**THE REQUEST**
Write out each line of the material again, word for word.

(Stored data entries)
"""

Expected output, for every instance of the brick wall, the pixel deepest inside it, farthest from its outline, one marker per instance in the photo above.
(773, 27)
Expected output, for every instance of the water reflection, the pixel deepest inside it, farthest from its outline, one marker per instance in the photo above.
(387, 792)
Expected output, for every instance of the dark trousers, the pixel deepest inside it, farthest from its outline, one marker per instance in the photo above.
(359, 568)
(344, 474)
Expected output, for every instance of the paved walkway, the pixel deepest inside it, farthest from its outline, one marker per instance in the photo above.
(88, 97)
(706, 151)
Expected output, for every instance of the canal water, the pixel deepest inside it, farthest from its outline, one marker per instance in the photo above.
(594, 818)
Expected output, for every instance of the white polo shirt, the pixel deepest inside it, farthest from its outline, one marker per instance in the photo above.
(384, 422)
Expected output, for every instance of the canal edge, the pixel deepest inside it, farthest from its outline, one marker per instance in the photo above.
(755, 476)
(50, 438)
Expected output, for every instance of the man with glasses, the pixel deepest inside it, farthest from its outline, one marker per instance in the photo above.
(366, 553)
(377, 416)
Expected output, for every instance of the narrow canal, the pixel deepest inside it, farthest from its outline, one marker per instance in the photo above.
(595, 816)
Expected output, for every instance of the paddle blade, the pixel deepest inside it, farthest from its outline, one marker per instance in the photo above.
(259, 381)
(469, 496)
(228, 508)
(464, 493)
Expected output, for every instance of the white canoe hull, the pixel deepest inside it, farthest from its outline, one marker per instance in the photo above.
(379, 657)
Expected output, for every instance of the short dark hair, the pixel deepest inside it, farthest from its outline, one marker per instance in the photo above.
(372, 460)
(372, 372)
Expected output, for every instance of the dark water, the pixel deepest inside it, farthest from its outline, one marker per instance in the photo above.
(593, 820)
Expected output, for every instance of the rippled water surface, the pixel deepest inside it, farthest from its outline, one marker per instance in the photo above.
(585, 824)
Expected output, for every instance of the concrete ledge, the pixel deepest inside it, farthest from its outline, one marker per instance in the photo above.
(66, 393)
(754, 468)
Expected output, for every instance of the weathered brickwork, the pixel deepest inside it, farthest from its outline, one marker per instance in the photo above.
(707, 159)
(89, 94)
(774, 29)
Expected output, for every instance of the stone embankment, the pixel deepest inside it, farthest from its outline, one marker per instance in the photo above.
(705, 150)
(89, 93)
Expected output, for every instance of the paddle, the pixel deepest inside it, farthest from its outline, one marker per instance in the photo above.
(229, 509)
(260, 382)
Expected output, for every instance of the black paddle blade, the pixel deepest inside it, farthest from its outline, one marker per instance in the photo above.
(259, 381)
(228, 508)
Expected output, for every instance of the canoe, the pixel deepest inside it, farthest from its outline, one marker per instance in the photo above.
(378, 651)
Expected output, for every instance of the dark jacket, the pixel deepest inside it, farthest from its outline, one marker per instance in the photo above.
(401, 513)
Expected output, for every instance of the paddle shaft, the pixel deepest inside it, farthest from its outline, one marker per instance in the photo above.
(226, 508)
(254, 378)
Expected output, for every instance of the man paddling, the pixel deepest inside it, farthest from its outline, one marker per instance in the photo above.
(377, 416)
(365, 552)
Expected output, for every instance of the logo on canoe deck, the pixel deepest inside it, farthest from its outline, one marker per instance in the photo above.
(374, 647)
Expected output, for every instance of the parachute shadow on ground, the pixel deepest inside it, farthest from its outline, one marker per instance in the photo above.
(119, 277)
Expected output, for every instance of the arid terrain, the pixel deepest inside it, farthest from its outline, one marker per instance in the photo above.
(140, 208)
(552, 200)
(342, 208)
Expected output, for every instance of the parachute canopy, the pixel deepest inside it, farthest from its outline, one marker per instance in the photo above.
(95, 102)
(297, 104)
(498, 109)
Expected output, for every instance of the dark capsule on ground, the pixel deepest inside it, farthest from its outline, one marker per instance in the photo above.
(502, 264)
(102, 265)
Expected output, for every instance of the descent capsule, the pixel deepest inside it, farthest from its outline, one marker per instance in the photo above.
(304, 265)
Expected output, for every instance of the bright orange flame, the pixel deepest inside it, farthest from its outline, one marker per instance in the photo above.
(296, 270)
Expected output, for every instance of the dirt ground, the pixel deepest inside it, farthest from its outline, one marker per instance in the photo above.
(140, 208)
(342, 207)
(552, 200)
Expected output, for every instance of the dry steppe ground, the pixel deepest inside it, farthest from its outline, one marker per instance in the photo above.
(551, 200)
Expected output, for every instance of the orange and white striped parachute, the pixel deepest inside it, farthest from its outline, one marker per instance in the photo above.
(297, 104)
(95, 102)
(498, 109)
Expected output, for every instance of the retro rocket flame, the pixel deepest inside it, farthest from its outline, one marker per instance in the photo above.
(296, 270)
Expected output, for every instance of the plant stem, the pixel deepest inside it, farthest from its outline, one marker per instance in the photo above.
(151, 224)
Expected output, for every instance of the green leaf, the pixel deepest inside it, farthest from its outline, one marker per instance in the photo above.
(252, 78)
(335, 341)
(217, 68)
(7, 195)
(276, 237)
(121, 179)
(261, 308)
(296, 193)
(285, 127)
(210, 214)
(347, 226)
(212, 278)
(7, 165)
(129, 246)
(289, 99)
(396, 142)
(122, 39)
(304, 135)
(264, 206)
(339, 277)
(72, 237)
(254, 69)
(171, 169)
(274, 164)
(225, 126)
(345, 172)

"""

**RESULT**
Expected output, for every instance of the brick wall, the pixel deepest inside it, farthest from its outline, one marker per instance in the photo above.
(773, 27)
Expected output, for every instance of the water reflection, the pixel deepest inside it, farthest from its outline, one marker per instance in the photo above.
(387, 792)
Expected output, for every instance of the dark trousers, the pixel deepest inside it, farthest from its outline, one marker per instance in the photo above.
(359, 568)
(344, 474)
Expected output, for every instance of the paved walkway, the pixel deepest inside it, farthest from its outline, one marker per instance in the photo above.
(88, 97)
(706, 151)
Expected output, for every instance of the canal water, the pixel deepest inside it, farthest from its outline, one marker per instance in the photo above.
(594, 818)
Expected output, for every instance of the white polo shirt, the pixel deepest inside it, farthest from its outline, one marker per instance in the photo above.
(384, 422)
Expected output, for every instance of the canal edge, the pixel deepest inside it, farthest from its outline, one marker per instance in the photo above.
(755, 476)
(50, 438)
Expected output, for every instance of the man with glasses, the pixel deepest inside it, farthest from its outline, one marker per instance in the photo above.
(366, 553)
(377, 416)
Expected output, for every instance of the narrow canal, the pixel deepest inside it, farthest from its outline, one marker per instance in the photo above.
(595, 816)
Expected output, for every instance of the paddle blade, the pixel deepest inside it, farthest from its outline, one marker per instance in the photo above.
(259, 381)
(469, 496)
(228, 508)
(464, 493)
Expected output, for every instance of the white canoe hull, the pixel deepest inside it, farthest from its outline, one marker per instance in the photo above.
(379, 657)
Expected output, for every instance of the short dark hair, the pixel deepest inside it, farthest from its outline, one marker per instance in the photo above.
(372, 460)
(372, 372)
Expected output, for every instance of the dark water, the pixel deepest inside it, farthest from its outline, one marker per instance in the photo above.
(593, 820)
Expected output, for every instance of the rippled water surface, the pixel deepest inside it, farthest from its outline, one marker per instance in the photo above.
(585, 824)
Expected output, for every instance of the concrete ledge, the pixel deepest inside it, farthest from its outline, one marker per instance in the photo above.
(66, 393)
(754, 468)
Expected output, for every instance of the weathered brickwork, the pixel deepest inside it, farthest from its outline, one marker per instance in the photo above.
(707, 159)
(89, 94)
(774, 29)
Expected output, for every instance of the stone embankment, the pixel deepest inside it, farthest from its outline, one marker per instance in the photo above.
(705, 150)
(89, 93)
Expected output, for every instance of the paddle, the pixel deepest inside it, farthest from its outline, one marker per instance in the photo above.
(229, 509)
(260, 382)
Expected output, for every instance of the black paddle blade, the pixel deepest inside it, farthest from its outline, one marker per instance in the photo above.
(259, 381)
(228, 508)
Expected output, for every instance of the canoe, the pixel deepest inside it, farthest from its outline, one marker per instance in the photo above.
(378, 651)
Expected output, for every instance of the dark jacket, the pixel deepest inside it, farthest from its outline, one marker per instance in the photo above.
(401, 513)
Expected output, for every instance of the paddle shaft, the pixel deepest inside it, farthest from its outline, one marker per instance in the photo above.
(226, 508)
(254, 378)
Expected output, for every instance of the man paddling, the pixel deepest inside it, farthest from its outline, one marker per instance in the photo above.
(377, 416)
(365, 552)
Expected output, for every instance of the logo on canoe deck, the pixel deepest inside it, farthest from its outline, one marker per instance in the photo above.
(374, 647)
Expected output, for every instance of the parachute shadow on ground, the pixel deepest inside it, farthest from its outline, one marker per instance in the photo above.
(119, 277)
Expected output, for every instance of the arid terrain, the pixel deepest inside it, farthest from its outline, one marker per instance in the photo above.
(140, 208)
(552, 200)
(342, 208)
Expected output, for every instance of the parachute canopy, the pixel deepest inside it, farthest from its outline, one marker per instance in the photo above.
(95, 102)
(297, 104)
(498, 109)
Expected output, for every instance of the dark capsule on ground, the pixel deepest inside it, farthest from its outline, one marker per instance in the photo above.
(502, 264)
(102, 265)
Expected output, for every instance of the descent capsule, the pixel deepest inside it, farthest from its outline, one marker per instance in the photo above.
(304, 265)
Expected output, for every instance of the bright orange flame, the pixel deepest inside it, farthest from its outline, one marker per instance in the photo above.
(296, 270)
Expected output, for every instance of the dirt ground, the pixel deepest inside it, farthest from its outline, one marker per instance in the photo above.
(140, 208)
(342, 207)
(552, 200)
Expected output, for every instance of the dry steppe ground, the pixel deepest inside it, farthest from its outline, one marker per instance in the photo above.
(551, 200)
Expected output, for every instance of the orange and white striped parachute, the pixel deepest inside it, farthest from its outline, one marker per instance in the photo above.
(297, 104)
(95, 102)
(498, 109)
Expected output, for every instance of the retro rocket flame, the pixel deepest inside it, farthest from its outline, one marker per instance in the photo above.
(296, 270)
Expected output, for every instance of the plant stem, the pixel deepest inside it, farthest from its outline, one marker per instance in the photo above.
(151, 224)
Expected output, for every instance of the green leaf, the pixel deepest inside it, farthest from its outline, one marker per instance in the photo above.
(252, 78)
(335, 341)
(217, 68)
(7, 195)
(276, 237)
(121, 179)
(261, 308)
(296, 193)
(285, 127)
(210, 214)
(347, 226)
(212, 278)
(7, 165)
(129, 246)
(289, 99)
(396, 142)
(122, 39)
(304, 135)
(264, 206)
(339, 277)
(72, 237)
(254, 69)
(171, 169)
(274, 164)
(225, 126)
(345, 172)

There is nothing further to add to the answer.